Your task: Render the lines below, from the line with "Where can you spot the player's knee" up to and including the line with "column 64, row 68", as a Markdown table with the columns No. and Line. Number each line in order and leave out any blank lines.

# START OF Dataset extract

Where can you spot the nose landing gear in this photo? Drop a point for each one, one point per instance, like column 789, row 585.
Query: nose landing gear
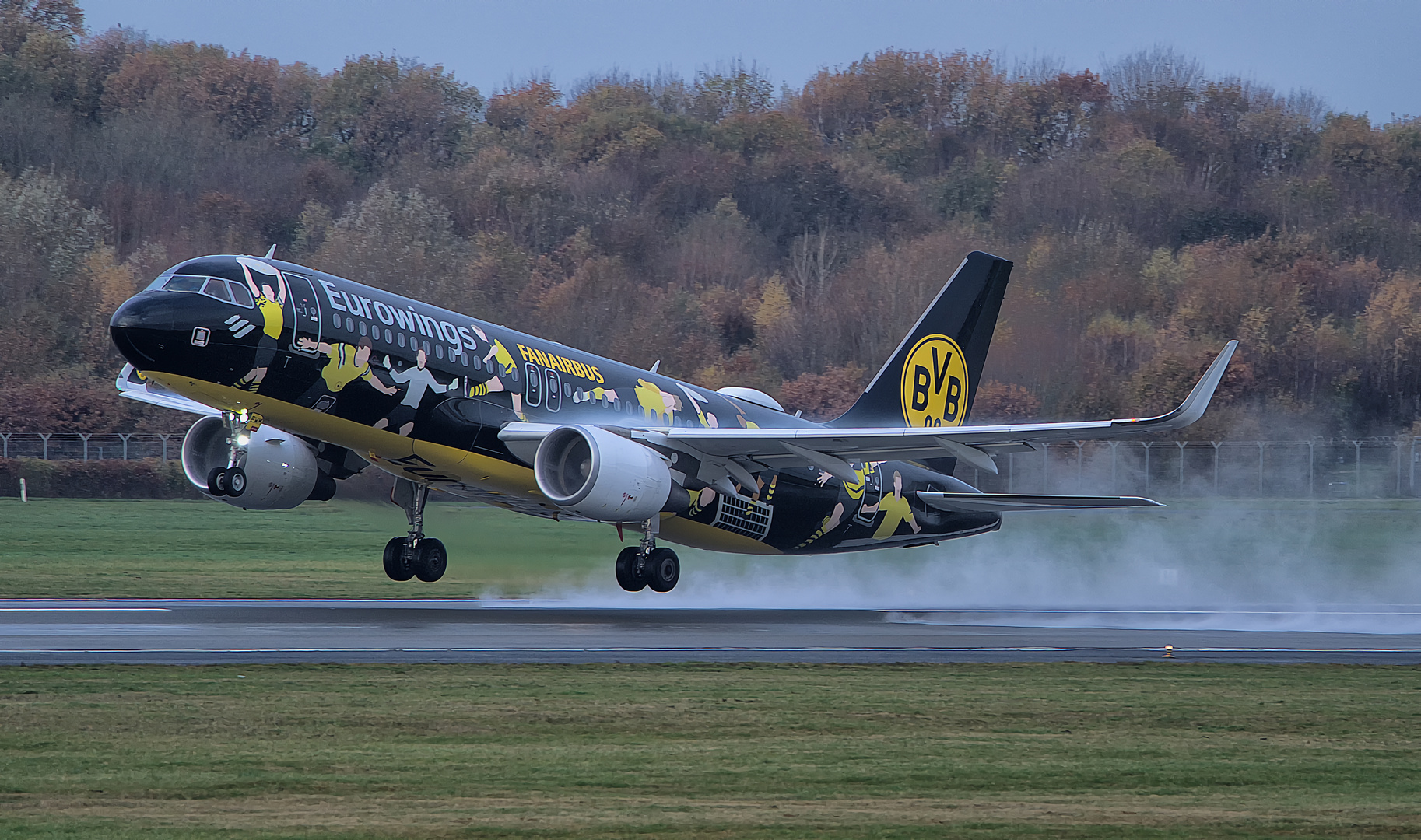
column 414, row 555
column 645, row 565
column 232, row 479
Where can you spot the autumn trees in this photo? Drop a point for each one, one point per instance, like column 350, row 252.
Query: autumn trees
column 741, row 233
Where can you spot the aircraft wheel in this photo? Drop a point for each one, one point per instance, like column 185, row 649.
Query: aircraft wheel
column 395, row 563
column 662, row 570
column 629, row 575
column 237, row 481
column 431, row 562
column 218, row 481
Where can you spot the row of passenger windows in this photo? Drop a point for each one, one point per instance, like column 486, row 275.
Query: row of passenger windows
column 412, row 343
column 215, row 288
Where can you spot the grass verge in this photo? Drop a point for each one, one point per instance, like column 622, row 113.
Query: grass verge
column 710, row 751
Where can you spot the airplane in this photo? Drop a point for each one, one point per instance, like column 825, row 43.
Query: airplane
column 304, row 379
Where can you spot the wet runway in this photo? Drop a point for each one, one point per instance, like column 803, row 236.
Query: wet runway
column 201, row 632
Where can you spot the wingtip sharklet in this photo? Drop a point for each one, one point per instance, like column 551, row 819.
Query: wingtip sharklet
column 1195, row 404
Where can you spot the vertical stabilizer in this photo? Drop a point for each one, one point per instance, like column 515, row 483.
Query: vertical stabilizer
column 932, row 377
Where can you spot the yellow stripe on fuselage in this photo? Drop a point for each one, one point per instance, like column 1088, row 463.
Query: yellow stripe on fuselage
column 385, row 448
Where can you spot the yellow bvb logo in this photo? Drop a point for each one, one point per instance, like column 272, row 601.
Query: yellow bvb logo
column 934, row 387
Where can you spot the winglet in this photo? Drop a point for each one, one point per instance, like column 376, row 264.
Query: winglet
column 1194, row 404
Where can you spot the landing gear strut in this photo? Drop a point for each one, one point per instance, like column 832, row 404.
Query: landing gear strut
column 414, row 555
column 232, row 479
column 645, row 565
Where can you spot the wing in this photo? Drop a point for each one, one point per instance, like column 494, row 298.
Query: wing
column 739, row 453
column 132, row 386
column 1002, row 502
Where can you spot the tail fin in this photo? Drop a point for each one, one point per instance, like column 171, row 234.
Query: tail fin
column 932, row 377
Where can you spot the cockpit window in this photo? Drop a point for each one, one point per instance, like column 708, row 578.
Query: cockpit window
column 213, row 288
column 185, row 283
column 240, row 295
column 216, row 289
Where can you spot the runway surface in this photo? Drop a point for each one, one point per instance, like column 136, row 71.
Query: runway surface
column 202, row 632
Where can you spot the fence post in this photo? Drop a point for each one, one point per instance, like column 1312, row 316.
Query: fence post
column 1147, row 445
column 1216, row 467
column 1046, row 468
column 1398, row 469
column 1312, row 492
column 1356, row 471
column 1261, row 469
column 1181, row 445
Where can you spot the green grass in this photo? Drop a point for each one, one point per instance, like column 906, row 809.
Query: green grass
column 710, row 751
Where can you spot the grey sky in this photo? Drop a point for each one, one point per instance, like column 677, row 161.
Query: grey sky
column 1360, row 56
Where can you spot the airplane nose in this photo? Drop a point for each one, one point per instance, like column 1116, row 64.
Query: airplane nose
column 149, row 327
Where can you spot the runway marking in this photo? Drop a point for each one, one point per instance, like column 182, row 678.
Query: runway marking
column 637, row 650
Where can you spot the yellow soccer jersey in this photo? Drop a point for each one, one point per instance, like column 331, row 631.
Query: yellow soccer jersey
column 342, row 370
column 896, row 512
column 503, row 355
column 272, row 316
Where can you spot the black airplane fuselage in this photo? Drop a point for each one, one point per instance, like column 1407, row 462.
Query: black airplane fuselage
column 307, row 353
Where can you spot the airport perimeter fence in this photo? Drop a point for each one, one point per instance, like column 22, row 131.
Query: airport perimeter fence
column 1173, row 469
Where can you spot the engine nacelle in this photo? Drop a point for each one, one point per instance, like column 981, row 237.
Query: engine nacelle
column 280, row 468
column 600, row 475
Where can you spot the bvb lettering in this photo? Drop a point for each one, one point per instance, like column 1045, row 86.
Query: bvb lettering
column 934, row 380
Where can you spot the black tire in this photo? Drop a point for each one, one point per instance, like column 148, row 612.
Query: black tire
column 397, row 566
column 433, row 560
column 662, row 570
column 629, row 575
column 237, row 482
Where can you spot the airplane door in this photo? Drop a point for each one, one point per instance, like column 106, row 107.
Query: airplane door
column 873, row 494
column 304, row 309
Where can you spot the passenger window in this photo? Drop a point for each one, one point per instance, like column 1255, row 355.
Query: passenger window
column 240, row 295
column 216, row 289
column 185, row 283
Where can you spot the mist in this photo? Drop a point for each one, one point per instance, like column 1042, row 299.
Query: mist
column 1322, row 566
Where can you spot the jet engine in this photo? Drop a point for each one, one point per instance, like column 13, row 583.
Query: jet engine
column 604, row 477
column 279, row 469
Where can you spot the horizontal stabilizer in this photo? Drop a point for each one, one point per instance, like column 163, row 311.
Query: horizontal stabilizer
column 1001, row 502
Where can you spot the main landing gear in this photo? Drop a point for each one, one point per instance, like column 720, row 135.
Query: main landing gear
column 645, row 565
column 414, row 555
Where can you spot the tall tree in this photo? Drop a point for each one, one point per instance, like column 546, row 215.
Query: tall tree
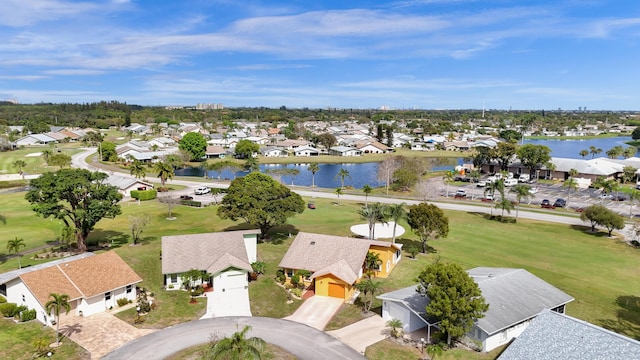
column 238, row 347
column 194, row 144
column 533, row 157
column 54, row 306
column 78, row 197
column 260, row 201
column 313, row 168
column 342, row 174
column 428, row 222
column 396, row 212
column 454, row 298
column 165, row 172
column 13, row 246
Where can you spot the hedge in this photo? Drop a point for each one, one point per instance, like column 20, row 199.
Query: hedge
column 144, row 195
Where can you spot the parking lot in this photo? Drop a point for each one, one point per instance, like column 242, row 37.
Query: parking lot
column 576, row 199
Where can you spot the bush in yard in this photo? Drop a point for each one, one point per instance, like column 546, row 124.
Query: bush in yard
column 144, row 195
column 8, row 309
column 28, row 315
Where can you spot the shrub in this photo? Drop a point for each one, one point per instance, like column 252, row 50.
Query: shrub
column 28, row 315
column 144, row 195
column 8, row 309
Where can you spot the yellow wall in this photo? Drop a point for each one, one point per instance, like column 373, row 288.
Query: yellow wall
column 386, row 255
column 322, row 286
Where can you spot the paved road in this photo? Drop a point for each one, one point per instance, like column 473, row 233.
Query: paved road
column 302, row 341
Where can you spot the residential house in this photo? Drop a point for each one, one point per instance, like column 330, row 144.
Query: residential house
column 515, row 297
column 335, row 262
column 344, row 151
column 306, row 151
column 226, row 258
column 94, row 283
column 552, row 335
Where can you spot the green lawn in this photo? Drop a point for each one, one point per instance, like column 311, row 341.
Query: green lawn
column 596, row 270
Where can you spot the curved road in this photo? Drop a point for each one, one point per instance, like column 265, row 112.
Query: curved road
column 302, row 341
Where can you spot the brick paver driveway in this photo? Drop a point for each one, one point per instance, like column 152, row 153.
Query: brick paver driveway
column 100, row 333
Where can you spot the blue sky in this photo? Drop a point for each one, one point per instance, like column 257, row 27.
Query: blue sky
column 428, row 54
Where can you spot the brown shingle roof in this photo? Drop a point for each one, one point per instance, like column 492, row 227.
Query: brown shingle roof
column 340, row 256
column 212, row 252
column 81, row 278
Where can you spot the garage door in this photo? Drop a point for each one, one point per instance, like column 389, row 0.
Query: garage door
column 336, row 290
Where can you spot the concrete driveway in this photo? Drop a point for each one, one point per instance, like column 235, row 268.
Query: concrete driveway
column 316, row 311
column 100, row 333
column 302, row 341
column 234, row 302
column 362, row 334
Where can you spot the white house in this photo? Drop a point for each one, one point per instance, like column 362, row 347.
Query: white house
column 515, row 297
column 225, row 257
column 94, row 283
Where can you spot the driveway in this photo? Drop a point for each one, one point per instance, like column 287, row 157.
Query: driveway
column 302, row 341
column 100, row 333
column 316, row 311
column 234, row 302
column 362, row 334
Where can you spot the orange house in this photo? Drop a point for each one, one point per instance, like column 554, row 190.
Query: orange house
column 336, row 263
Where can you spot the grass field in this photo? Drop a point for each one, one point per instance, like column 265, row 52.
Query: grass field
column 597, row 271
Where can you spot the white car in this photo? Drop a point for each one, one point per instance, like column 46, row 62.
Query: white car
column 202, row 190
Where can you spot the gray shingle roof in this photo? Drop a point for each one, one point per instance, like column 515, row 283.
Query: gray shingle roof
column 212, row 252
column 513, row 295
column 338, row 255
column 557, row 336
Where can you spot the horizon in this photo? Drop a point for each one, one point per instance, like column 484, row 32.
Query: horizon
column 434, row 55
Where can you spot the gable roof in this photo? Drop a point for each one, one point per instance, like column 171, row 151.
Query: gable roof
column 326, row 254
column 82, row 278
column 552, row 335
column 513, row 295
column 212, row 252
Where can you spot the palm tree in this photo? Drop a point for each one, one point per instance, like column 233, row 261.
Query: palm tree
column 20, row 165
column 137, row 169
column 57, row 303
column 338, row 192
column 13, row 246
column 238, row 346
column 448, row 177
column 634, row 195
column 394, row 324
column 522, row 192
column 164, row 170
column 314, row 168
column 367, row 189
column 373, row 214
column 583, row 153
column 342, row 174
column 395, row 212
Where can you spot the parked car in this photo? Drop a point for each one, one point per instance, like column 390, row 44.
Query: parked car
column 202, row 190
column 560, row 203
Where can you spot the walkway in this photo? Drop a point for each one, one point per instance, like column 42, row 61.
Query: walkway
column 316, row 311
column 100, row 333
column 302, row 341
column 362, row 334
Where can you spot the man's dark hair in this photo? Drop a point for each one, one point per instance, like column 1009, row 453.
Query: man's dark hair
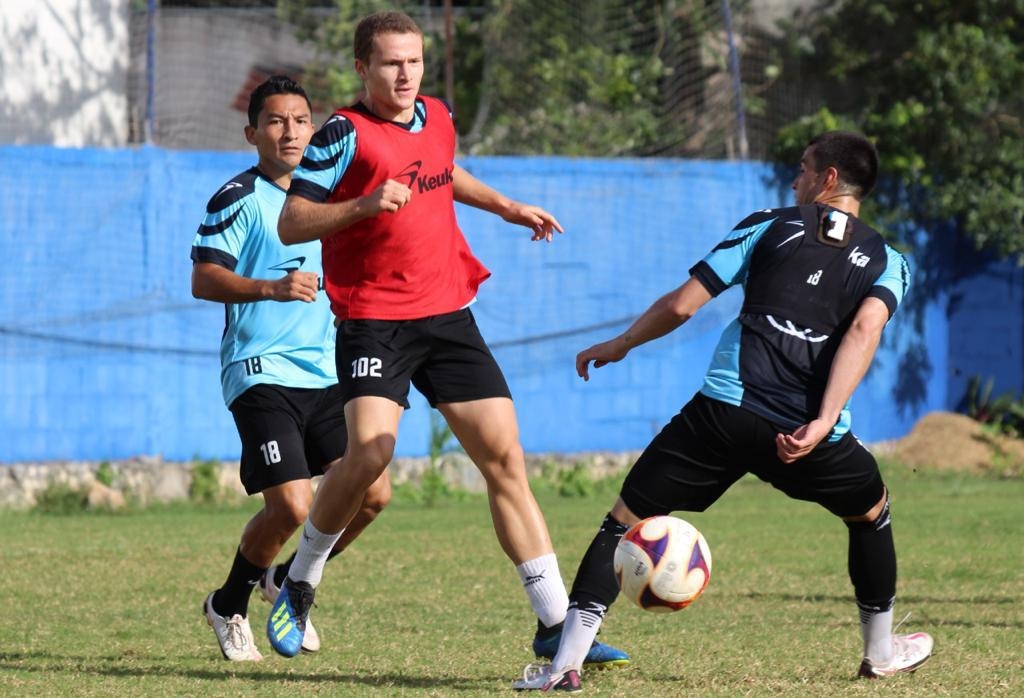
column 380, row 23
column 278, row 84
column 852, row 155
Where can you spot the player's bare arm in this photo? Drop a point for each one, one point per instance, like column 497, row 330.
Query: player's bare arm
column 214, row 282
column 663, row 316
column 303, row 220
column 852, row 359
column 471, row 191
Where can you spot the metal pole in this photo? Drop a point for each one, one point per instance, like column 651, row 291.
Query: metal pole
column 449, row 54
column 737, row 85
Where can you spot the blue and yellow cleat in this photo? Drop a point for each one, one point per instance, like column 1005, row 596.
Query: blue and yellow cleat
column 287, row 624
column 601, row 656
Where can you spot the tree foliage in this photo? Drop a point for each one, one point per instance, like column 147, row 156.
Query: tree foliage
column 577, row 79
column 938, row 85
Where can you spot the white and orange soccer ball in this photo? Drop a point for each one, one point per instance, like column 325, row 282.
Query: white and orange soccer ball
column 663, row 564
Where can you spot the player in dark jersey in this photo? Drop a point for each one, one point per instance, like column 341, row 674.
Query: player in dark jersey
column 378, row 185
column 276, row 356
column 819, row 288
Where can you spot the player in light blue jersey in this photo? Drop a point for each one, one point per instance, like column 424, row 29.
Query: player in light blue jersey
column 278, row 363
column 819, row 287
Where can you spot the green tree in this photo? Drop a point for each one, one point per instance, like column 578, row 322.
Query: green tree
column 530, row 78
column 938, row 85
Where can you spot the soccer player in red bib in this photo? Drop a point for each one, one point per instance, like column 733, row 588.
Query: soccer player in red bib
column 378, row 185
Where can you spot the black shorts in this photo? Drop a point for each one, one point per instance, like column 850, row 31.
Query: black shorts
column 444, row 356
column 288, row 433
column 710, row 444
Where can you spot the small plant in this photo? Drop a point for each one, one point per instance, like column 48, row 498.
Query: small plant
column 574, row 482
column 1003, row 415
column 205, row 485
column 104, row 474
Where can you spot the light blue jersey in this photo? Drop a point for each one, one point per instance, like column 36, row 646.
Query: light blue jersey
column 288, row 344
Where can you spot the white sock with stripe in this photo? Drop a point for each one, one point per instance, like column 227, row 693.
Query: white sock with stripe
column 314, row 547
column 545, row 587
column 578, row 636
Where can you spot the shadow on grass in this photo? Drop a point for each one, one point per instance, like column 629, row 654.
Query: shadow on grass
column 902, row 599
column 911, row 601
column 117, row 666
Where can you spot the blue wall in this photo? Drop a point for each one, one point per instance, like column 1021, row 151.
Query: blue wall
column 104, row 354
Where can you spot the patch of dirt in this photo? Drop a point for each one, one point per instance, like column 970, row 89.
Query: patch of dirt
column 954, row 442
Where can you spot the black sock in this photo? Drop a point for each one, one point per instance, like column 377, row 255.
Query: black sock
column 233, row 596
column 871, row 561
column 595, row 586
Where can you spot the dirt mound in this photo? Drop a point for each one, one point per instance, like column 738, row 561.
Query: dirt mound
column 954, row 442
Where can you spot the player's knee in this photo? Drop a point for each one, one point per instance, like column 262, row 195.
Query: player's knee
column 288, row 517
column 378, row 496
column 877, row 517
column 289, row 510
column 371, row 456
column 506, row 465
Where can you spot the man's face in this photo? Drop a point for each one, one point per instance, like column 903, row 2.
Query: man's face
column 283, row 131
column 392, row 75
column 808, row 183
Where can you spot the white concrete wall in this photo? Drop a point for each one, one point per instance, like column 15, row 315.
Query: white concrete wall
column 64, row 68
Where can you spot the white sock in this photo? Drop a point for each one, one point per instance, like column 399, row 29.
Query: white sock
column 578, row 636
column 545, row 589
column 311, row 554
column 877, row 629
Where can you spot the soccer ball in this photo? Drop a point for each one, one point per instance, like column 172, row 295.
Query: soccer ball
column 663, row 564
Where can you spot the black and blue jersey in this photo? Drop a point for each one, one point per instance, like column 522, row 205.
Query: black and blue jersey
column 805, row 271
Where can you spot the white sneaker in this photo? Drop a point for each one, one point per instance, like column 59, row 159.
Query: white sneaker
column 233, row 635
column 541, row 678
column 909, row 652
column 268, row 590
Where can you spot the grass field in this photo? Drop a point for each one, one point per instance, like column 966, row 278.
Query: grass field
column 425, row 605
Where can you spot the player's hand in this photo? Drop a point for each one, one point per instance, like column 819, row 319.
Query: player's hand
column 792, row 447
column 537, row 219
column 601, row 354
column 295, row 286
column 388, row 198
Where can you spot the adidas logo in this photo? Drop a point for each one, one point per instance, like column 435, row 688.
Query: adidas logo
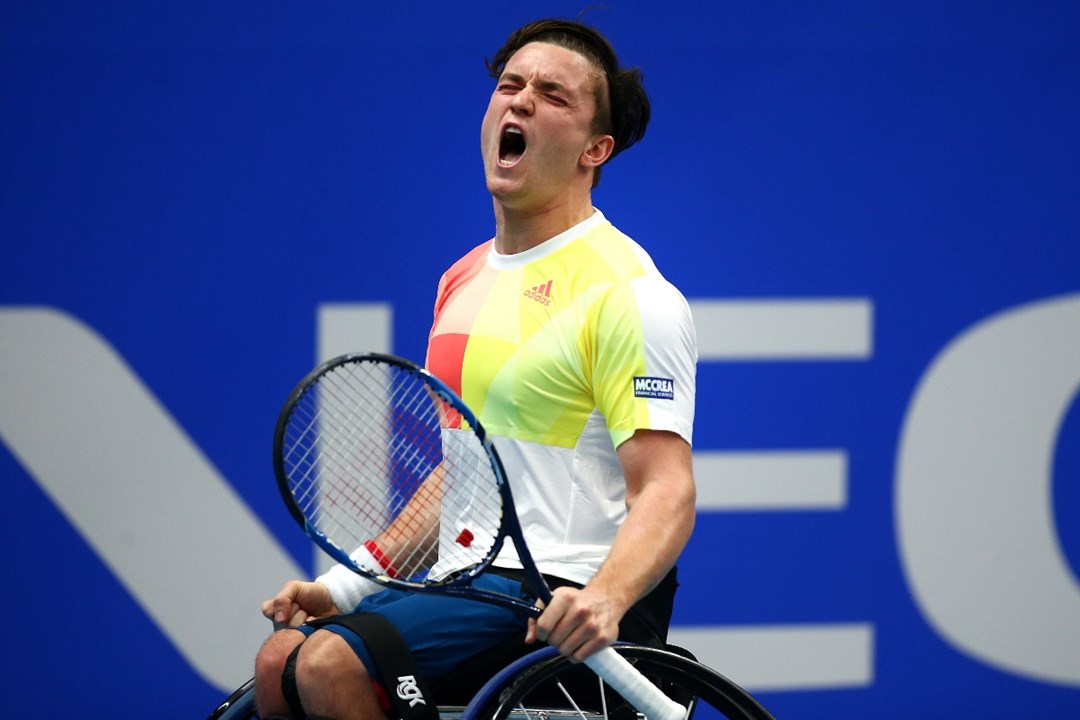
column 541, row 293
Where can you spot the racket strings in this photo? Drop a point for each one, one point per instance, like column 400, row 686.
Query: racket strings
column 367, row 457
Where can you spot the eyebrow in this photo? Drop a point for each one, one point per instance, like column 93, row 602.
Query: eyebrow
column 545, row 85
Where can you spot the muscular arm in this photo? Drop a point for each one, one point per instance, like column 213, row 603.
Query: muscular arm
column 660, row 503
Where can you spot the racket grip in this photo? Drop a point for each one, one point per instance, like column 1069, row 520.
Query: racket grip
column 634, row 687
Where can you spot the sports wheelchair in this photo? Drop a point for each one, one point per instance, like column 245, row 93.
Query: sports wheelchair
column 545, row 685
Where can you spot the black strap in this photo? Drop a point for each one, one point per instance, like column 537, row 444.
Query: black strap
column 405, row 688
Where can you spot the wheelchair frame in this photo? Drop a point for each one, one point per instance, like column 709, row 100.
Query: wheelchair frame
column 538, row 687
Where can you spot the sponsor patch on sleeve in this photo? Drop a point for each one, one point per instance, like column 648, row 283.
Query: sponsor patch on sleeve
column 655, row 388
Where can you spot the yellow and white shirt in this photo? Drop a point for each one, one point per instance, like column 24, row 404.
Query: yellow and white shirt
column 563, row 352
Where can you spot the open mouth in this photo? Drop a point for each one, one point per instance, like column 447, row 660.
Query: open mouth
column 511, row 146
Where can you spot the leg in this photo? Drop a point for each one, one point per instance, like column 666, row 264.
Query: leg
column 269, row 664
column 333, row 682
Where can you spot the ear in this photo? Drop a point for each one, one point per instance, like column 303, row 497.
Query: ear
column 597, row 152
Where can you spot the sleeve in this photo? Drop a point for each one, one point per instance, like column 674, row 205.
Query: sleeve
column 646, row 352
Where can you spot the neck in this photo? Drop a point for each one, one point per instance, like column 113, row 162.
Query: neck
column 516, row 231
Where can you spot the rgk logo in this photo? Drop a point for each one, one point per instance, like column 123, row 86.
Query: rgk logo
column 407, row 690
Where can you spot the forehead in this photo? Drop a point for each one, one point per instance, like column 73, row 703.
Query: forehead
column 550, row 63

# END OF Dataset extract

Output for this exercise:
| No. | Line |
|---|---|
| 1 | Where can you spot the player's knee in this photo? Drop a point for each one, one point per instance, like column 262, row 195. |
| 2 | Query: player's knee |
| 3 | column 288, row 517 |
| 4 | column 378, row 496 |
| 5 | column 877, row 517 |
| 6 | column 289, row 510 |
| 7 | column 371, row 456 |
| 8 | column 506, row 465 |
| 9 | Where can you spot the man's face in this photo? Drop a point for each one, one point per instance, like column 903, row 2. |
| 10 | Query: man's face |
| 11 | column 283, row 131 |
| 12 | column 392, row 75 |
| 13 | column 808, row 183 |
| 14 | Where can you spot the white concrete wall in this photo? Drop a point for each one, one point per instance, like column 15, row 315. |
| 15 | Query: white concrete wall |
| 16 | column 64, row 68 |